* GIVEN INSTRUCTION
Could you update the records below by replacing "lounge chair" with "deck chair" and keeping everything else the same? Leave the pictures out of your answer.

Dataset records
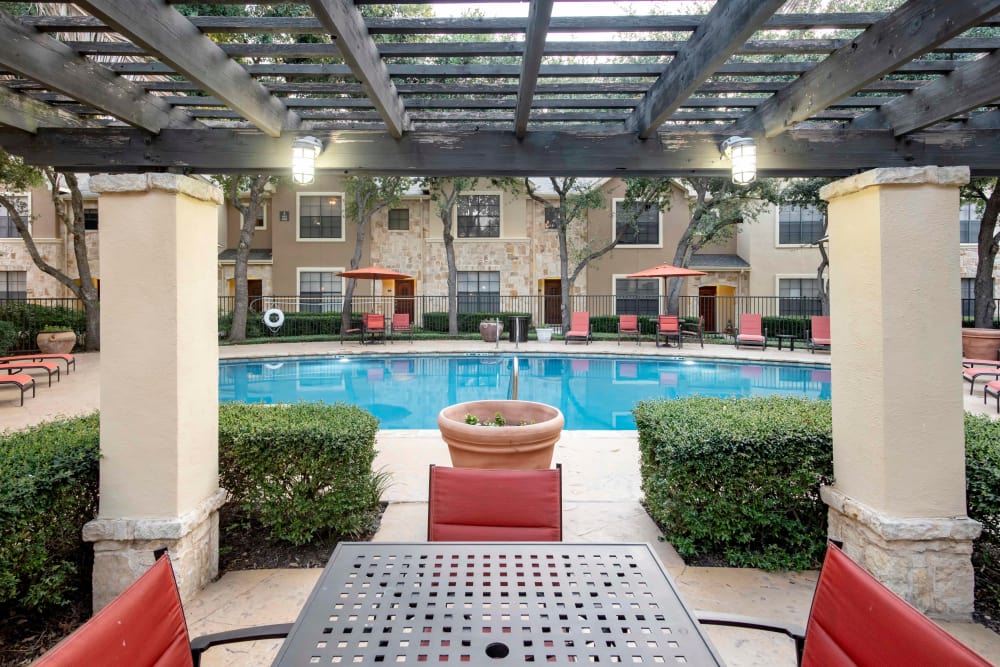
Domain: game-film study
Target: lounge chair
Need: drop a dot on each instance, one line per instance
(144, 626)
(484, 505)
(22, 381)
(628, 325)
(667, 327)
(751, 331)
(373, 327)
(818, 335)
(401, 325)
(50, 367)
(992, 389)
(68, 359)
(579, 328)
(973, 373)
(856, 620)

* FINISHED TASK
Domain: game-film study
Target: deck chair
Need: drop a dot on each instance, one line per instance
(144, 626)
(484, 505)
(22, 381)
(628, 325)
(667, 327)
(751, 331)
(373, 327)
(818, 335)
(401, 325)
(50, 367)
(992, 389)
(68, 359)
(579, 328)
(973, 373)
(856, 620)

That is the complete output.